Set exercise –
Rescale the stretch of rows from the line that contains "[indicate] the dual" through the line that contains "(1146, 285)", both ends included. Give only those lines again, requests included, with every point coordinate in the answers multiplied by 0.35 and rounded to a whole number, halves rounding up.

+ + + +

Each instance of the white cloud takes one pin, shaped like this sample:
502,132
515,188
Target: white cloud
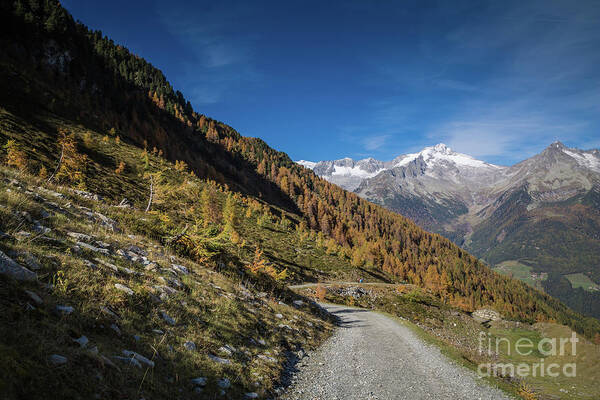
374,142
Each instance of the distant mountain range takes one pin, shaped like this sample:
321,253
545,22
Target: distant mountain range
538,216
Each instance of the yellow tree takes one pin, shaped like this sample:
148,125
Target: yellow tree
15,156
73,165
211,213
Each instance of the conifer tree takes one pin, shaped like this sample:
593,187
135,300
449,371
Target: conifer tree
15,156
211,213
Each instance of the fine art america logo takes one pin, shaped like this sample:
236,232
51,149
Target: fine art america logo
525,347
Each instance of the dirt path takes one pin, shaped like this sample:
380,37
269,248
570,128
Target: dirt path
372,356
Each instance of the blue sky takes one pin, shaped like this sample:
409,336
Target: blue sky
499,80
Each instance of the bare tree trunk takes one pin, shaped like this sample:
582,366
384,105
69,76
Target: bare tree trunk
151,193
62,154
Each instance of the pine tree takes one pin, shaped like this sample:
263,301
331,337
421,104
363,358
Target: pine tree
15,156
230,214
211,213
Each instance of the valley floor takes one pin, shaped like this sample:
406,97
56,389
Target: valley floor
372,356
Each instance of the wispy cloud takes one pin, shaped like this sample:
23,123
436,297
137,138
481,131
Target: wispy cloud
533,79
375,142
222,57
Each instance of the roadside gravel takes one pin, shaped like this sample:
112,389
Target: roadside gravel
372,356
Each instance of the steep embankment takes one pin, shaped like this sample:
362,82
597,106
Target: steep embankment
401,366
57,72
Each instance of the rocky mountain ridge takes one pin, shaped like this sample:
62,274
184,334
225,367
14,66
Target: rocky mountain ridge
500,213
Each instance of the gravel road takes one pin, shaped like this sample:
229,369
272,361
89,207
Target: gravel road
372,356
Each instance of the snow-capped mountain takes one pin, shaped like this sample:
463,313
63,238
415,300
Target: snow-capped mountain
436,161
543,211
346,172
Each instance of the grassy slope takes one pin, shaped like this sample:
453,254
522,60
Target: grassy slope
456,334
219,303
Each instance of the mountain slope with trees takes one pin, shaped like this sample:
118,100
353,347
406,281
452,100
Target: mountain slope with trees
54,69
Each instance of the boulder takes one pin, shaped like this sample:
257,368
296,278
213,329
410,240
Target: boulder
9,267
484,315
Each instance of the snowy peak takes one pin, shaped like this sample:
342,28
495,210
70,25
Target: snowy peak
589,159
442,154
307,164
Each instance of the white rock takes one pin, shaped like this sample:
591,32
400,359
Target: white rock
65,310
124,288
82,237
129,360
189,345
56,359
82,341
115,328
167,318
219,359
138,357
33,296
224,383
14,270
180,269
200,381
298,303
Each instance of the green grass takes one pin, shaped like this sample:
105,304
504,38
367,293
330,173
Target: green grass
581,280
457,336
520,271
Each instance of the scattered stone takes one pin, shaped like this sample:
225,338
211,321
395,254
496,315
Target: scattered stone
224,383
484,315
56,359
22,235
136,250
82,341
93,248
167,318
64,310
107,222
266,358
109,312
39,228
189,345
14,270
200,381
102,244
124,288
32,262
152,267
138,357
107,361
115,328
81,237
34,296
219,359
298,303
125,204
129,361
180,269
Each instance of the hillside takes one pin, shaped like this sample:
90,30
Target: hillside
63,86
532,219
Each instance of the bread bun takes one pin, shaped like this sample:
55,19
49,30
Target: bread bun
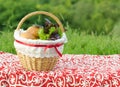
34,30
27,35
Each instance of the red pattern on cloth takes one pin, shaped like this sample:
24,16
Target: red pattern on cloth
70,71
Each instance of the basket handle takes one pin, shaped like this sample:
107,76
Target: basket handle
40,12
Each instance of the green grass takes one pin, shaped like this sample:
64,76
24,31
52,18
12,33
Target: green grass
77,43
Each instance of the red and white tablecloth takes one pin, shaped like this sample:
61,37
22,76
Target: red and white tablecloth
70,71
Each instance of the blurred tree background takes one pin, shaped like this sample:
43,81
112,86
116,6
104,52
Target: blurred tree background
90,16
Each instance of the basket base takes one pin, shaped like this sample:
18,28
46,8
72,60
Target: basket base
37,64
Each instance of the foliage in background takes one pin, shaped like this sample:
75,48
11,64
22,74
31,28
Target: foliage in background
78,43
92,16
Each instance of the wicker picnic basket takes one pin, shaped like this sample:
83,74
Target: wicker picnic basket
32,54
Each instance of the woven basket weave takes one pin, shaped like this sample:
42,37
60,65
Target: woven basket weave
38,64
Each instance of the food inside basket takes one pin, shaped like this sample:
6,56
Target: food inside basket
48,31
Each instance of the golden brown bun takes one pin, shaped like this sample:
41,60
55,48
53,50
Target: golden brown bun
33,30
28,35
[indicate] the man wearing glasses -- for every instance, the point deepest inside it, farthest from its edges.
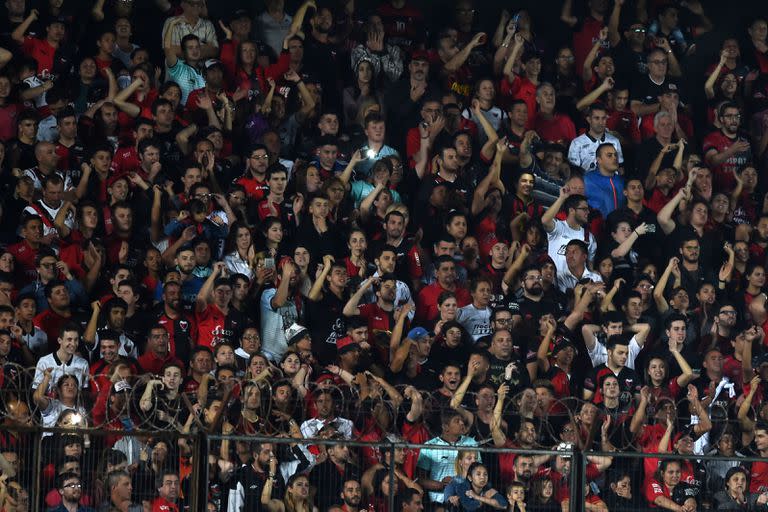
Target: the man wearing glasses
(71, 490)
(168, 487)
(726, 151)
(574, 227)
(645, 93)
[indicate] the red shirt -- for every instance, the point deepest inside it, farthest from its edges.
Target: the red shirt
(51, 323)
(25, 255)
(42, 52)
(732, 369)
(254, 188)
(625, 123)
(162, 505)
(647, 131)
(758, 477)
(379, 321)
(8, 115)
(584, 39)
(151, 363)
(654, 489)
(521, 89)
(352, 269)
(426, 302)
(211, 323)
(723, 174)
(126, 160)
(559, 129)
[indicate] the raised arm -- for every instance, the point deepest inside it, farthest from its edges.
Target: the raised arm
(171, 57)
(499, 438)
(350, 308)
(614, 38)
(461, 57)
(747, 424)
(204, 295)
(517, 48)
(638, 419)
(316, 292)
(548, 219)
(595, 93)
(40, 395)
(586, 71)
(18, 33)
(665, 214)
(543, 351)
(709, 85)
(687, 376)
(395, 345)
(493, 177)
(653, 170)
(626, 245)
(487, 150)
(355, 159)
(658, 291)
(89, 335)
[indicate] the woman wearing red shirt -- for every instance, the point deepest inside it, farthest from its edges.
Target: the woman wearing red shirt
(661, 490)
(247, 75)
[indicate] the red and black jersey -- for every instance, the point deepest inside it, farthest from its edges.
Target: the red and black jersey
(380, 324)
(404, 27)
(629, 383)
(723, 174)
(182, 333)
(214, 327)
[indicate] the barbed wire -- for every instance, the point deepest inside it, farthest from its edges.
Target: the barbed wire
(369, 412)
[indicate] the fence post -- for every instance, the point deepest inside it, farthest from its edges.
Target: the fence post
(392, 486)
(578, 468)
(200, 476)
(37, 472)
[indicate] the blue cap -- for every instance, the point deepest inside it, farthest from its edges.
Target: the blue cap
(417, 333)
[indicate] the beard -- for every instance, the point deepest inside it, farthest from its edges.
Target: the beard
(535, 290)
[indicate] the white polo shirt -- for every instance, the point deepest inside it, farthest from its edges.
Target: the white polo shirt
(581, 153)
(77, 366)
(559, 238)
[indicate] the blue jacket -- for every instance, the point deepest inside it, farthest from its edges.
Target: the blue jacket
(604, 193)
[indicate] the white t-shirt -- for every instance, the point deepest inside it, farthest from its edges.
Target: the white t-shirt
(599, 354)
(559, 238)
(583, 148)
(477, 322)
(77, 366)
(274, 323)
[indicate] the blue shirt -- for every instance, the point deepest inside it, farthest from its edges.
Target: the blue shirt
(441, 462)
(363, 168)
(604, 193)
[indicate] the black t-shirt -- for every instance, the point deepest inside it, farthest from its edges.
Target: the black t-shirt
(326, 324)
(629, 64)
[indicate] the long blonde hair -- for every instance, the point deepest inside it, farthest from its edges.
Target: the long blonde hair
(461, 455)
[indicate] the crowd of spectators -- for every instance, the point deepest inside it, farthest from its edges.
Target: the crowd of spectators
(444, 223)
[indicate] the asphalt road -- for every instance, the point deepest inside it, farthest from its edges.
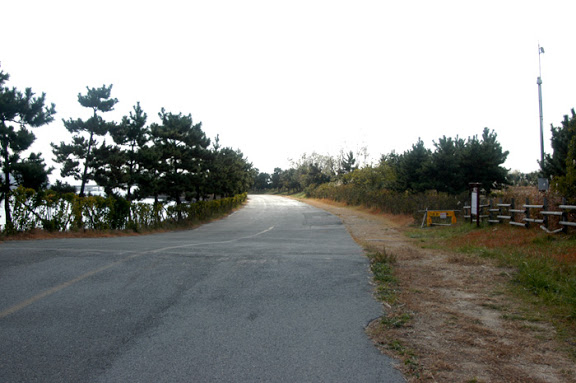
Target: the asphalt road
(276, 292)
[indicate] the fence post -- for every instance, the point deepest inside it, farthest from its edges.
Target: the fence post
(511, 210)
(527, 213)
(545, 208)
(564, 217)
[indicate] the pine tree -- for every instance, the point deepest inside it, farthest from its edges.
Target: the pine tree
(180, 150)
(17, 109)
(77, 158)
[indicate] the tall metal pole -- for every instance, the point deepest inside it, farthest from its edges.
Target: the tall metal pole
(539, 82)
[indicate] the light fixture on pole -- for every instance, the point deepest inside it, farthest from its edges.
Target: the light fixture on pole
(539, 82)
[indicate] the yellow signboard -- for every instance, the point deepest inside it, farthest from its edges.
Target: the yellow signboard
(442, 214)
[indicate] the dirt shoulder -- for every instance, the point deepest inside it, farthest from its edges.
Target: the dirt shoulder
(459, 323)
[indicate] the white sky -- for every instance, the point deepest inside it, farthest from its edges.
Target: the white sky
(277, 79)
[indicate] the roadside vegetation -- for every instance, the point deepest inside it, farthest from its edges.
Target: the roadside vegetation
(148, 176)
(543, 266)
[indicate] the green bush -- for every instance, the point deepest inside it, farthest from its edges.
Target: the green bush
(54, 211)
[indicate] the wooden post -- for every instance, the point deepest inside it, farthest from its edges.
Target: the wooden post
(564, 217)
(527, 214)
(545, 208)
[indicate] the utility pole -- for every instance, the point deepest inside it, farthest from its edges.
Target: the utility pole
(539, 82)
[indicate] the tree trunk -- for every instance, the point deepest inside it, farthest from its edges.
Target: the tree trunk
(6, 190)
(85, 175)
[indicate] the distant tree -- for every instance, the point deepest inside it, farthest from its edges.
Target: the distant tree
(32, 172)
(411, 168)
(230, 173)
(150, 170)
(63, 187)
(346, 163)
(554, 164)
(482, 161)
(182, 155)
(446, 173)
(262, 182)
(78, 158)
(118, 166)
(372, 178)
(17, 109)
(109, 167)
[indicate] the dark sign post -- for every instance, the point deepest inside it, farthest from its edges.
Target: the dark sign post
(475, 202)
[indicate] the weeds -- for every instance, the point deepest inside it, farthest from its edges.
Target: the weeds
(544, 266)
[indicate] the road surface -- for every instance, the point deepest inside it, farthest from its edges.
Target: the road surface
(276, 292)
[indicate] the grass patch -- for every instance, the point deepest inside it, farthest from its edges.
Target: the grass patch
(381, 265)
(544, 265)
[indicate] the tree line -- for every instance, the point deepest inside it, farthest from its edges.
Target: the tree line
(449, 168)
(130, 159)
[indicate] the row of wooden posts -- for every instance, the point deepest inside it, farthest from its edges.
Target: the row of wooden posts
(525, 215)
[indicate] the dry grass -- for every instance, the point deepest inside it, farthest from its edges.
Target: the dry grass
(453, 317)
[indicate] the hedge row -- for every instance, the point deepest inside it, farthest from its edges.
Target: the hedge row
(53, 211)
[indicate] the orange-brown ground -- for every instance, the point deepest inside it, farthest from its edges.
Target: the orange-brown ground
(457, 320)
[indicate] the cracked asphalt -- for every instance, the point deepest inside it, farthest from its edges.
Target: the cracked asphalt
(276, 292)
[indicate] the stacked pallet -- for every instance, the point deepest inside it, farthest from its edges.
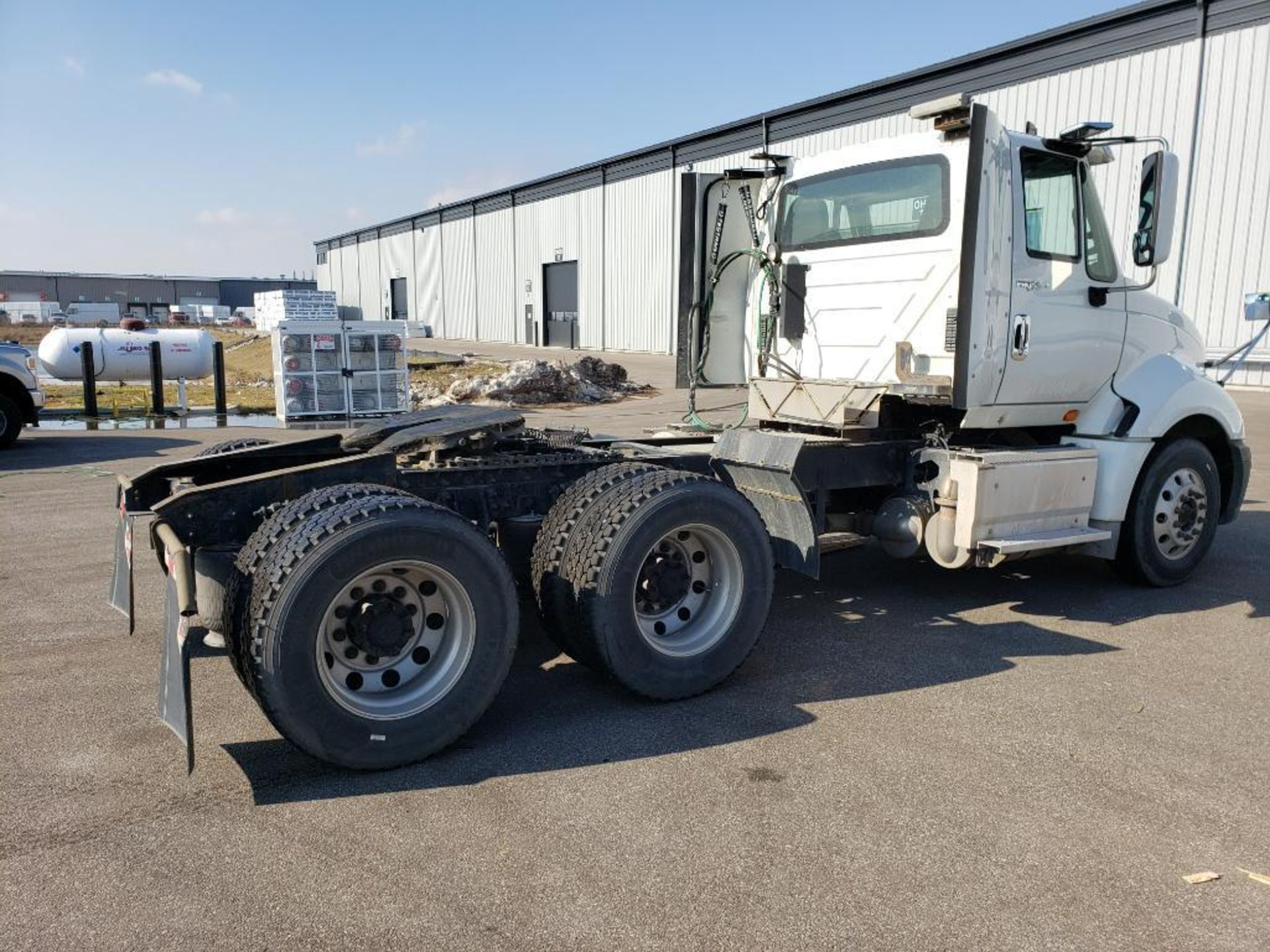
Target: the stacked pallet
(275, 306)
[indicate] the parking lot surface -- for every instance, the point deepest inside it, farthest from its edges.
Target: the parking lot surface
(1031, 757)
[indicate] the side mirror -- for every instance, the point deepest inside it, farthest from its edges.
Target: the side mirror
(1158, 205)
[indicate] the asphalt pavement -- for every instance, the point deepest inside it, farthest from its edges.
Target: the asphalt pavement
(1031, 757)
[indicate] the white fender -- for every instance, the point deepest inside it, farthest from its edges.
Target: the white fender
(1167, 391)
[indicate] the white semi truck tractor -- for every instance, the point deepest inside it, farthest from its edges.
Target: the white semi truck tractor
(943, 357)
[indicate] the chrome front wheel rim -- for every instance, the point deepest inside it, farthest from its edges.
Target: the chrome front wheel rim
(396, 639)
(689, 590)
(1181, 513)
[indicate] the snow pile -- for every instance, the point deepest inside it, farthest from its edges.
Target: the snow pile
(525, 382)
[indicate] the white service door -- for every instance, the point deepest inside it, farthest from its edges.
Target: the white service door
(1061, 349)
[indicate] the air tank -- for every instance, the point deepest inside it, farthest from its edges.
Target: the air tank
(125, 354)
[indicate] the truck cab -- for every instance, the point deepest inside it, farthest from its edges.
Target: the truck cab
(967, 274)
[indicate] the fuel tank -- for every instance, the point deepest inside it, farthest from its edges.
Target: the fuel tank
(125, 354)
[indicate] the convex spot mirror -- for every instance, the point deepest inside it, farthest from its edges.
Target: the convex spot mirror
(1158, 205)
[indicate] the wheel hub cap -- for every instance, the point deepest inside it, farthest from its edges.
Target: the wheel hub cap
(380, 626)
(689, 590)
(1181, 513)
(396, 639)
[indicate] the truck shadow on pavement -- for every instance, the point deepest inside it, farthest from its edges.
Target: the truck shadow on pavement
(60, 451)
(869, 627)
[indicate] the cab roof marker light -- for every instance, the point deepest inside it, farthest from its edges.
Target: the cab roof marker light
(1085, 131)
(935, 107)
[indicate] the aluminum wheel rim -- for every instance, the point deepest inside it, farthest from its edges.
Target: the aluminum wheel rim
(1181, 513)
(687, 590)
(436, 626)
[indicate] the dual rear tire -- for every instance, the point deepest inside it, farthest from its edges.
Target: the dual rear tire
(374, 629)
(663, 582)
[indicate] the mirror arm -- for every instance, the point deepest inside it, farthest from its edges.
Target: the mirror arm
(1146, 285)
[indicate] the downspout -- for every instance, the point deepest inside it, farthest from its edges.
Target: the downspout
(603, 252)
(1202, 37)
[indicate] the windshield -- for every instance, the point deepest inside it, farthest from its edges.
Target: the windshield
(879, 202)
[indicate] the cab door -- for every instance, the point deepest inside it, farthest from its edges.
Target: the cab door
(1061, 348)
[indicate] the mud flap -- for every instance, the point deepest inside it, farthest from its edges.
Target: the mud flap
(175, 701)
(121, 578)
(761, 467)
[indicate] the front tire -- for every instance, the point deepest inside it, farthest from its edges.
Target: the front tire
(405, 683)
(1173, 517)
(11, 422)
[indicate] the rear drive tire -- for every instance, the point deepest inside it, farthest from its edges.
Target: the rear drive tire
(235, 610)
(1173, 517)
(673, 578)
(11, 422)
(381, 630)
(558, 607)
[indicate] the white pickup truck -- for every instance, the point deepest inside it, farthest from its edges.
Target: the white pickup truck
(21, 397)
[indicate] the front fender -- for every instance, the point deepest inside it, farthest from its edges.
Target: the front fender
(1166, 391)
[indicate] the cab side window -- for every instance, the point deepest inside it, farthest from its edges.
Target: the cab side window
(1099, 257)
(1052, 206)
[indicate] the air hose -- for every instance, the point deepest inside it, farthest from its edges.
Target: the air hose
(701, 311)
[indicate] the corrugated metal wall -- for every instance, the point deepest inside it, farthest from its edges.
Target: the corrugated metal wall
(370, 287)
(495, 277)
(397, 260)
(639, 263)
(351, 291)
(459, 273)
(474, 277)
(571, 226)
(429, 307)
(1226, 245)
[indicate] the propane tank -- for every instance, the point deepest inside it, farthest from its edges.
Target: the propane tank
(125, 354)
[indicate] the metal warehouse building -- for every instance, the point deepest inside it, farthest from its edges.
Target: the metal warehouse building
(138, 294)
(588, 257)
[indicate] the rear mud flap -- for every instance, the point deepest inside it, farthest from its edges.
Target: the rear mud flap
(761, 467)
(175, 701)
(121, 578)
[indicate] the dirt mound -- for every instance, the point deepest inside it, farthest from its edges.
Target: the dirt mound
(529, 382)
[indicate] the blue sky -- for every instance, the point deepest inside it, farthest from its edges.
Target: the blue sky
(225, 138)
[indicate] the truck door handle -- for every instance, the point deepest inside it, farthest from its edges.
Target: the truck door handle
(1020, 337)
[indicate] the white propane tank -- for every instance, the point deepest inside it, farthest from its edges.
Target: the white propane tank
(125, 354)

+ + + +

Completed task –
[indicate] the dual rear tire -- for every instance, the point deepest inside it, farthest from its edges.
Target: the dual rear tire
(131, 220)
(232, 204)
[indicate] the mirror arm -- for every instance, the point deepest inside it, farthest from its edges.
Target: the mirror arm
(401, 100)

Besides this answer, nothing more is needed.